*PROVIDED TEXT*
================================

← Week 9: LLM Serving Systems

Day 61: LLM Quantization — GPTQ, AWQ, GGUF

Phase IV · Week 9 · Day 61 of 70 · 2.5 hours

"The difference between a 140 GB model that needs a cluster and a 4 GB model that runs on a laptop is quantization. Same knowledge, different precision."


← Previous Next → 📅 Week 🔷 Phase 📚 Curriculum
Day 60: Speculative Decoding Day 62: Serving Frameworks Comparison Week 9: LLM Serving Systems Phase IV: Inference & Deployment ML Compilers

Why This Matters

A 70B-parameter LLM in FP16 weighs ~140 GB — that's two A100-80GBs just for weights alone, before any KV cache. Quantizing to INT4 shrinks it to ~35 GB, fitting on a single GPU with room to spare. But LLMs aren't ordinary neural networks: they exhibit activation outliers — channels where values are 100× larger than average — that make naive quantization catastrophic. Specialized methods like GPTQ, AWQ, and GGUF solve this problem, each with different tradeoffs between accuracy, speed, and flexibility. Understanding these methods is essential because quantization is the single highest-impact deployment optimization: it simultaneously reduces memory, increases throughput, and lowers cost.

================================

*GIVEN ENTRIES*

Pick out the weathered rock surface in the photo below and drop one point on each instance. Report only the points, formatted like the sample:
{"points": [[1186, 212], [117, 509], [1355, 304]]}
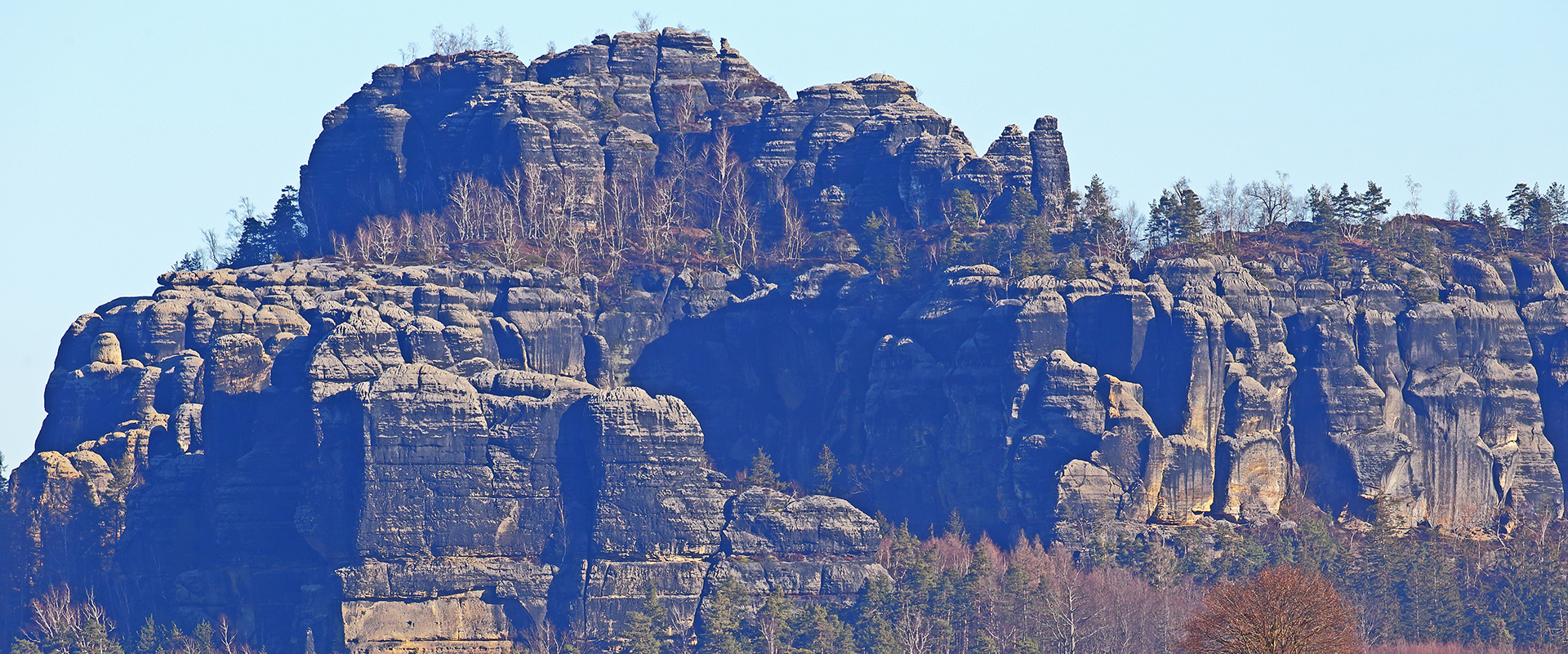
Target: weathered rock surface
{"points": [[446, 458], [608, 110], [422, 463]]}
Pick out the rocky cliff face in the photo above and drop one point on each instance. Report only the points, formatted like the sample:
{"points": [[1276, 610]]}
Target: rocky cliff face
{"points": [[606, 113], [400, 458], [441, 456], [453, 456]]}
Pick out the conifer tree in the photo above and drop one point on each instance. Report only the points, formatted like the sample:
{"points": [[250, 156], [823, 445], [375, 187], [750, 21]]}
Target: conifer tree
{"points": [[826, 466], [253, 247], [1032, 251], [1176, 216], [761, 474], [872, 630], [1370, 206], [963, 212], [719, 630], [645, 628], [882, 250], [1019, 207], [286, 225]]}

================================

*REQUIRED ACTION*
Answer these questions using the page on LLM quantization.
1. How long is Day 61 scheduled to take?
2. About how large is a 70B-parameter LLM after quantizing to INT4?
3. How much larger than average are the values in the channels called activation outliers?
The listing comes from a different source than the page on LLM quantization.

*RESPONSE*
1. 2.5 hours
2. About 35 GB
3. 100 times larger